* **Текст**
Вы здесь

Облетание множеств

Евгений КУРДАКОВ
Евгений Курдаков


ОБЛЕТАНИЕ МНОЖЕСТВ
Эссе


В самые длинные июньские дни, когда зацветают синяк и сурепка, а на склонах предгорий разгораются душноватые костры купины, там, внизу, в сырых долинах и поймах Алтая начинает происходить привычное в этих местах и мало кого занимающее действо, — последний смертный вылет боярышниц.
Миллионы больших белых бабочек, завершив жизненную обязанность, поднимаются со своих горных лугов и полян и, отыскивая друг друга, постепенно сбиваются в мерцающие облачка и потоки.
Какая-то неведомая сила начинает гнать их с бесчисленных щедрейших травяных урочищ сюда, к реке, к протокам и старицам прохладной влажной согры, к песку островов, к ярким отмытым галечным пляжам излучин, — и только для того, чтобы здесь, у воды, собрать их в громадные шевелящиеся слоевища — на общую и обязательную смерть. Бесшумная целеустремленность этого слетания и его обреченность — совершенно непонятны, хотя и ярко, ощутимо очевидны.

* **Материал**
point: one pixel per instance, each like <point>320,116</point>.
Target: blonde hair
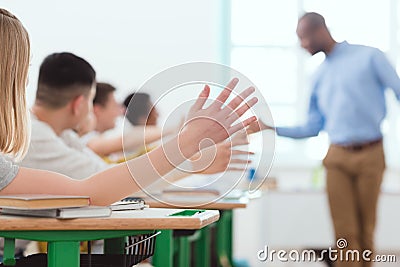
<point>14,64</point>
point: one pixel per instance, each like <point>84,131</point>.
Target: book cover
<point>40,201</point>
<point>61,213</point>
<point>128,204</point>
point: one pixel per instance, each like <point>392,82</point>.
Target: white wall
<point>126,41</point>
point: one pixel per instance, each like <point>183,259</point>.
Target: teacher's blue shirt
<point>347,99</point>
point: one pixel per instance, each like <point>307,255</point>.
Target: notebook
<point>61,213</point>
<point>129,203</point>
<point>39,201</point>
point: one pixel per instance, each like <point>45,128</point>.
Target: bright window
<point>264,47</point>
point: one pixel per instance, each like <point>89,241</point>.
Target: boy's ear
<point>96,109</point>
<point>76,104</point>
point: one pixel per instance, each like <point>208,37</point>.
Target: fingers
<point>240,111</point>
<point>235,169</point>
<point>241,125</point>
<point>242,152</point>
<point>224,95</point>
<point>201,100</point>
<point>239,161</point>
<point>238,100</point>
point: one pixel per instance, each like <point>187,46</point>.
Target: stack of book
<point>62,206</point>
<point>53,206</point>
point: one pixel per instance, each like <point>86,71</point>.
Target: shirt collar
<point>337,48</point>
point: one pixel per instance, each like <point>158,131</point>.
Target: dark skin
<point>314,37</point>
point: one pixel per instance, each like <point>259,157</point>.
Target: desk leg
<point>184,252</point>
<point>114,245</point>
<point>224,238</point>
<point>63,254</point>
<point>9,252</point>
<point>164,251</point>
<point>202,248</point>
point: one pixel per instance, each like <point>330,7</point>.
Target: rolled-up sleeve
<point>8,171</point>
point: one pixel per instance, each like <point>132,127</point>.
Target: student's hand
<point>218,158</point>
<point>214,124</point>
<point>257,126</point>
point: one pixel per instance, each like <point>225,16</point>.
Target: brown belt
<point>361,146</point>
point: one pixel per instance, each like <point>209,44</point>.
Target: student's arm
<point>214,123</point>
<point>214,159</point>
<point>104,146</point>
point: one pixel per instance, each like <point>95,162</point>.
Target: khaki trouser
<point>353,185</point>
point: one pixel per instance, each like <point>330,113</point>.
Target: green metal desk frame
<point>63,246</point>
<point>177,250</point>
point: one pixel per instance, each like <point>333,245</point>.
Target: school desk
<point>64,236</point>
<point>223,226</point>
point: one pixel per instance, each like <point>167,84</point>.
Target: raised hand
<point>212,125</point>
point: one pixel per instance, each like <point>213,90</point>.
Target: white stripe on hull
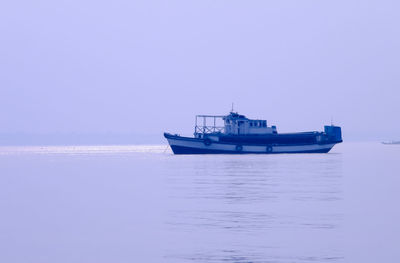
<point>249,148</point>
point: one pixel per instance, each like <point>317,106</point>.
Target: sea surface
<point>94,204</point>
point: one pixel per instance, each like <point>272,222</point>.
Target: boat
<point>391,142</point>
<point>236,134</point>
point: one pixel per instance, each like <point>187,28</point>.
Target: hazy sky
<point>126,66</point>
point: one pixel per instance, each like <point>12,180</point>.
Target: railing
<point>209,129</point>
<point>205,127</point>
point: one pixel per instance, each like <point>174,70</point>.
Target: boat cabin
<point>233,124</point>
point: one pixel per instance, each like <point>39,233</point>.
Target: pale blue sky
<point>141,67</point>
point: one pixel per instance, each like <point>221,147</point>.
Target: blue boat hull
<point>213,145</point>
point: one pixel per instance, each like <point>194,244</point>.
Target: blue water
<point>143,204</point>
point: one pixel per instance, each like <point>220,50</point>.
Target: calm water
<point>143,204</point>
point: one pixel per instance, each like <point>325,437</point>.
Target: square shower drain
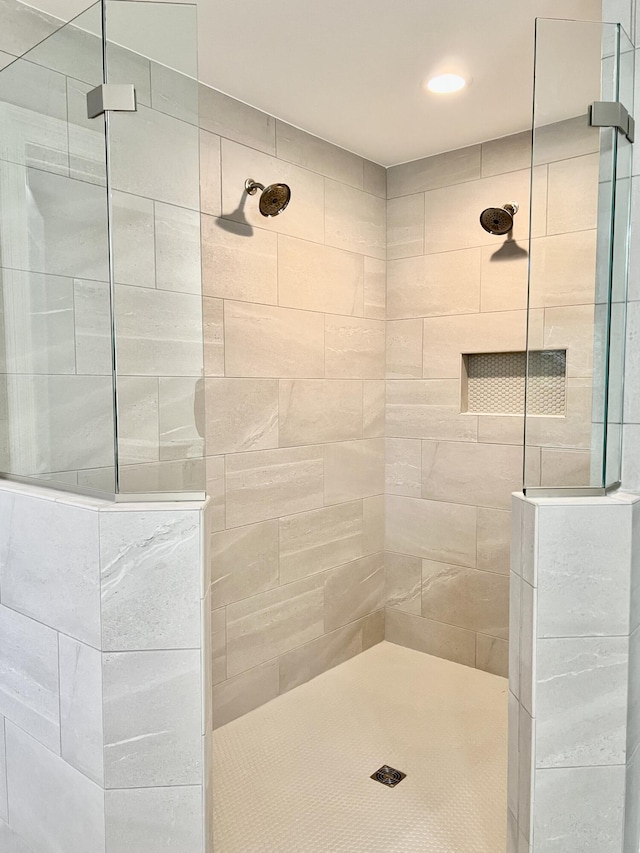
<point>388,776</point>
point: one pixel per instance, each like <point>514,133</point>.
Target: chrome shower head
<point>499,220</point>
<point>273,198</point>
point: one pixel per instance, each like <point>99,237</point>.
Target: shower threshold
<point>295,774</point>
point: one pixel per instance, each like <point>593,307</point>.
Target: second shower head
<point>273,199</point>
<point>499,220</point>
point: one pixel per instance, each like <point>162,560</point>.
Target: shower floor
<point>293,775</point>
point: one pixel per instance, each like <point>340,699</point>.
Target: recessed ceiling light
<point>444,84</point>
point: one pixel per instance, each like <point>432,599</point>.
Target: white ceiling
<point>351,71</point>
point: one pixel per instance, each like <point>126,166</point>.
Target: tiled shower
<point>308,373</point>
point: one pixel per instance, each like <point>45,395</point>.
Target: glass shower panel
<point>154,189</point>
<point>56,394</point>
<point>577,256</point>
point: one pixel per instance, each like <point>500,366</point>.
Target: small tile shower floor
<point>293,775</point>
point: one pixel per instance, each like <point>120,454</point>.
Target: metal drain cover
<point>388,776</point>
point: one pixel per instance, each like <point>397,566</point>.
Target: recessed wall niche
<point>493,383</point>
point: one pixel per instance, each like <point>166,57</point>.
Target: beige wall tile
<point>572,328</point>
<point>271,483</point>
<point>237,696</point>
<point>375,288</point>
<point>508,154</point>
<point>210,175</point>
<point>563,270</point>
<point>468,598</point>
<point>403,576</point>
<point>314,541</point>
<point>213,331</point>
<point>504,278</point>
<point>492,655</point>
<point>353,469</point>
<point>404,349</point>
<point>494,540</point>
<point>354,220</point>
<point>405,226</point>
<point>403,467</point>
<point>452,213</point>
<point>273,342</point>
<point>239,262</point>
<point>218,645</point>
<point>318,410</point>
<point>242,414</point>
<point>442,170</point>
<point>434,285</point>
<point>274,622</point>
<point>573,194</point>
<point>232,119</point>
<point>354,348</point>
<point>373,509</point>
<point>446,338</point>
<point>565,468</point>
<point>470,473</point>
<point>373,394</point>
<point>375,179</point>
<point>244,562</point>
<point>305,214</point>
<point>314,658</point>
<point>431,529</point>
<point>434,638</point>
<point>319,278</point>
<point>428,409</point>
<point>303,149</point>
<point>353,591</point>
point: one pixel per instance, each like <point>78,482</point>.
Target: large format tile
<point>354,348</point>
<point>148,561</point>
<point>168,343</point>
<point>29,691</point>
<point>73,820</point>
<point>303,149</point>
<point>151,819</point>
<point>244,562</point>
<point>319,278</point>
<point>433,530</point>
<point>433,638</point>
<point>584,588</point>
<point>471,473</point>
<point>239,262</point>
<point>273,342</point>
<point>82,737</point>
<point>468,598</point>
<point>152,711</point>
<point>156,156</point>
<point>314,541</point>
<point>433,285</point>
<point>53,577</point>
<point>234,120</point>
<point>304,216</point>
<point>442,170</point>
<point>302,664</point>
<point>353,591</point>
<point>272,483</point>
<point>242,414</point>
<point>354,220</point>
<point>353,469</point>
<point>579,810</point>
<point>581,701</point>
<point>238,695</point>
<point>267,625</point>
<point>319,410</point>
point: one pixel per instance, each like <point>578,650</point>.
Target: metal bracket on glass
<point>111,96</point>
<point>612,114</point>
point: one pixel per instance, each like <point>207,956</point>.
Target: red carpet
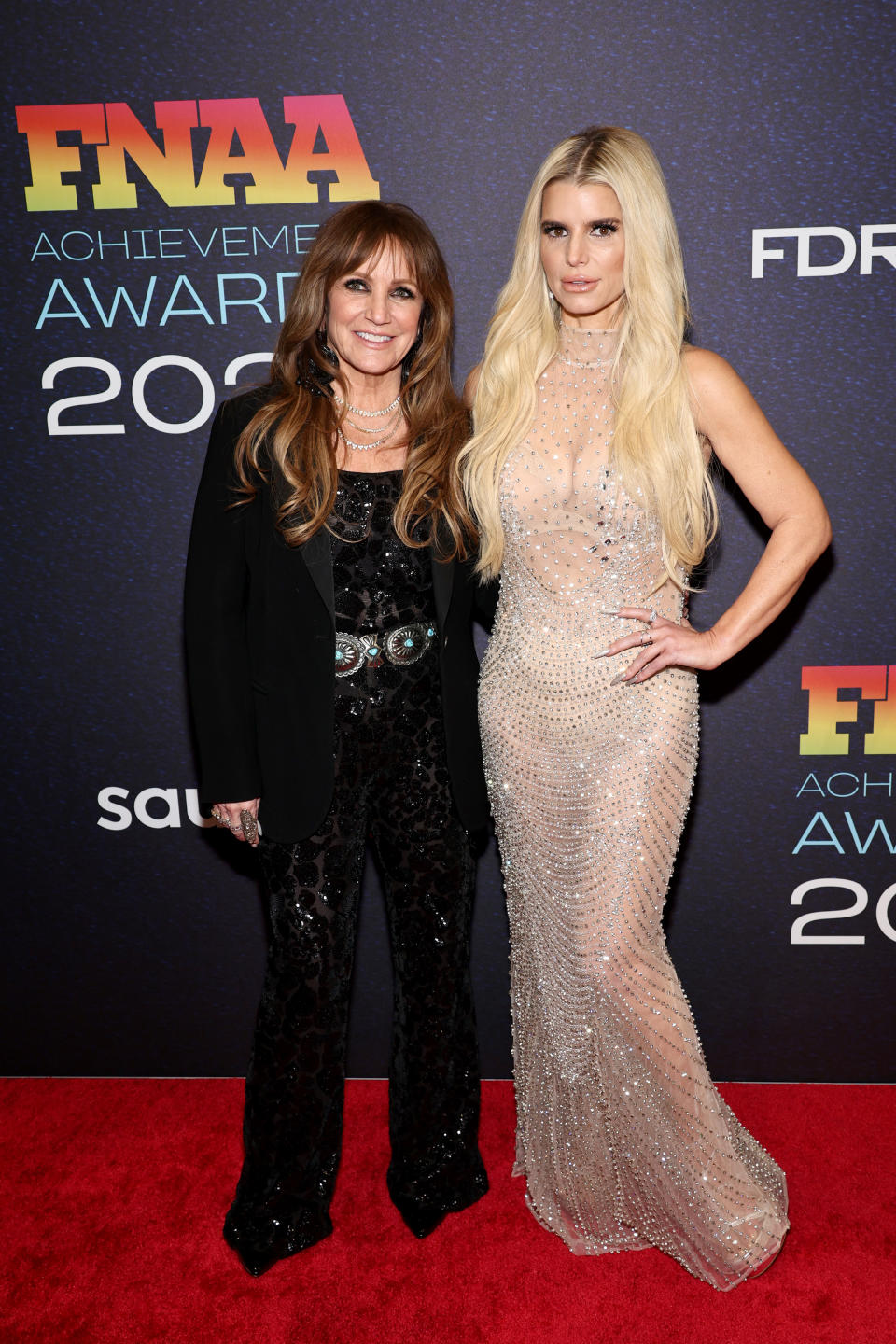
<point>115,1194</point>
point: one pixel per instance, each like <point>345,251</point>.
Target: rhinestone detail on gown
<point>621,1135</point>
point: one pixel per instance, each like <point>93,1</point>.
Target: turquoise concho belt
<point>400,647</point>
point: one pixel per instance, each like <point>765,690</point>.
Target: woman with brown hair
<point>332,678</point>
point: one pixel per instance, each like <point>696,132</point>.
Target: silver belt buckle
<point>402,647</point>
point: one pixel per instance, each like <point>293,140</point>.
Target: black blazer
<point>260,653</point>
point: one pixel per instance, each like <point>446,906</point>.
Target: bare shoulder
<point>470,386</point>
<point>708,371</point>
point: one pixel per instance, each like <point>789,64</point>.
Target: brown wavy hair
<point>294,431</point>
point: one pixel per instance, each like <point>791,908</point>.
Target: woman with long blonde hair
<point>589,479</point>
<point>332,679</point>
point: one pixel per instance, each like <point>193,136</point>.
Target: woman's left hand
<point>663,644</point>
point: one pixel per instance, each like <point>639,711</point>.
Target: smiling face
<point>583,252</point>
<point>372,319</point>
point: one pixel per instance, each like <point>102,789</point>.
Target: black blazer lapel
<point>442,583</point>
<point>317,554</point>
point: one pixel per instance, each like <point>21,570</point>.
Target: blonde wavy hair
<point>656,445</point>
<point>294,431</point>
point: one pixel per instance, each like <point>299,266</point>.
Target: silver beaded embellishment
<point>621,1135</point>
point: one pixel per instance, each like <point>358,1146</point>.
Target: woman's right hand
<point>241,819</point>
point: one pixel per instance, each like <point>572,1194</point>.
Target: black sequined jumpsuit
<point>392,790</point>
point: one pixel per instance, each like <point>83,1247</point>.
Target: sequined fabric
<point>621,1135</point>
<point>392,788</point>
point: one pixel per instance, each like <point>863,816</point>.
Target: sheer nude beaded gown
<point>621,1135</point>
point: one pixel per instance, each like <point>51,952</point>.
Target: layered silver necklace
<point>388,430</point>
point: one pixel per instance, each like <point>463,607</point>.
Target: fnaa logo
<point>235,136</point>
<point>829,715</point>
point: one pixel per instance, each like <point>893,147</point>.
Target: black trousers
<point>392,790</point>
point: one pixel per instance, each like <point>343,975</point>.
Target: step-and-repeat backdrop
<point>165,168</point>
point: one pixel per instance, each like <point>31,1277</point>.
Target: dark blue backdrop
<point>136,940</point>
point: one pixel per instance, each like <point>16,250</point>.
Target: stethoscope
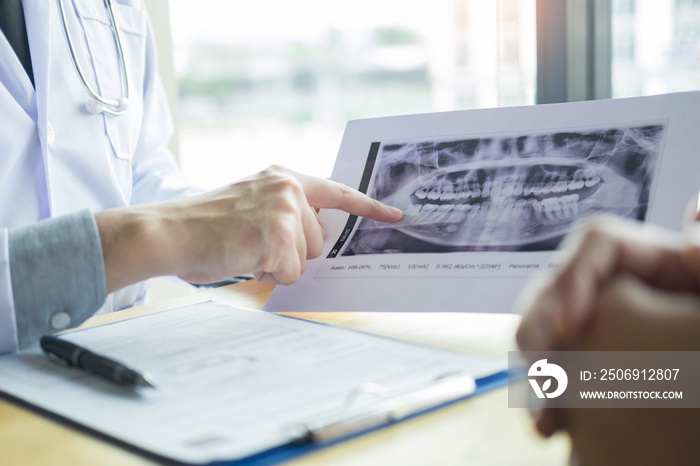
<point>98,103</point>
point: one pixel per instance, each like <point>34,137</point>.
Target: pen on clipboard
<point>71,354</point>
<point>391,408</point>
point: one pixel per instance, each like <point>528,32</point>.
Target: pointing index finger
<point>328,194</point>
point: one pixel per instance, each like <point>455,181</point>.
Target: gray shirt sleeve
<point>57,273</point>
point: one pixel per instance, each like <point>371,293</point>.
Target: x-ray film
<point>514,192</point>
<point>488,195</point>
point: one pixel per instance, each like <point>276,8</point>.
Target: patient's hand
<point>631,315</point>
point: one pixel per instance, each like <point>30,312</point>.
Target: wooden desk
<point>480,431</point>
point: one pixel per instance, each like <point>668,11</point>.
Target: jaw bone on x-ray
<point>508,193</point>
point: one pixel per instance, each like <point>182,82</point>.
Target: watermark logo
<point>542,368</point>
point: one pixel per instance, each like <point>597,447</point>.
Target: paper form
<point>230,382</point>
<point>488,195</point>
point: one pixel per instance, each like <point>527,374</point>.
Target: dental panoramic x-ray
<point>515,192</point>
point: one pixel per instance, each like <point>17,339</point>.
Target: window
<point>275,82</point>
<point>656,46</point>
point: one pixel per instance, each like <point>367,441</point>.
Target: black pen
<point>74,355</point>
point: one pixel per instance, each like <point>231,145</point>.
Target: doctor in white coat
<point>60,160</point>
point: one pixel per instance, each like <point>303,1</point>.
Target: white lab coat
<point>56,157</point>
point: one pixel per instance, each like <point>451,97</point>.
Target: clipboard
<point>399,381</point>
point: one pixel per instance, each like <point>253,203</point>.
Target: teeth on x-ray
<point>510,192</point>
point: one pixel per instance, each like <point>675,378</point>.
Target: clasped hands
<point>623,286</point>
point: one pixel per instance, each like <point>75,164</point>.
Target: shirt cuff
<point>57,273</point>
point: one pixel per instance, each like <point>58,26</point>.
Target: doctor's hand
<point>266,224</point>
<point>563,308</point>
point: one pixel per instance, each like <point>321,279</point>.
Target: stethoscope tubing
<point>111,106</point>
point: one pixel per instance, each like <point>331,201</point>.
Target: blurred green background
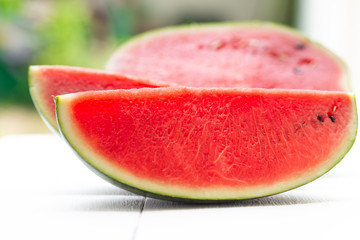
<point>85,33</point>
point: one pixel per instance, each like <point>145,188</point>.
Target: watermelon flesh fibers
<point>253,55</point>
<point>209,144</point>
<point>226,111</point>
<point>49,81</point>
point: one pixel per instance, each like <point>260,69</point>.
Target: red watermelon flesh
<point>209,144</point>
<point>251,55</point>
<point>49,81</point>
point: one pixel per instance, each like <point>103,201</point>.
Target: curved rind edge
<point>34,74</point>
<point>347,144</point>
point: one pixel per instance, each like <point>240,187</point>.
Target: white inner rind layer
<point>99,162</point>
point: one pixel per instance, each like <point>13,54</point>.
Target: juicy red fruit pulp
<point>262,57</point>
<point>209,138</point>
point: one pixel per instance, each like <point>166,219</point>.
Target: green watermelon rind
<point>104,172</point>
<point>34,74</point>
<point>345,81</point>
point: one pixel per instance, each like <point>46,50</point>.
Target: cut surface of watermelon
<point>49,81</point>
<point>246,55</point>
<point>209,144</point>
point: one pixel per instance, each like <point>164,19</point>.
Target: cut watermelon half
<point>48,81</point>
<point>245,55</point>
<point>263,110</point>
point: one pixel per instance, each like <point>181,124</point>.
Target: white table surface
<point>47,193</point>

* **Задания**
a) Назовите все растения, которые упоминаются в эссе о боярышницах.
b) Дайте ответы на вопросы по эссе о боярышницах, сохранив их нумерацию:
(i) В какие дни начинается последний вылет боярышниц?
(ii) Откуда поднимаются бабочки?
(iii) Во что собираются бабочки у воды?
c) Определите, соответствуют ли эссе о боярышницах приведенные утверждения. Каждый ответ («да» или «нет») подтвердите точной цитатой.
(i) Вылет боярышниц происходит в сухих долинах Алтая.
(ii) У воды бабочки собираются на общую смерть.
(iii) Это действо привлекает внимание многих.

* **Ответы к заданиям**
a) Синяк, сурепка, купина.

b)
(i) В самые длинные июньские дни.
(ii) Со своих горных лугов и полян.
(iii) В громадные шевелящиеся слоевища.

c)
(i) Нет: «в сырых долинах и поймах Алтая».
(ii) Да: «на общую и обязательную смерть».
(iii) Нет: «мало кого занимающее действо».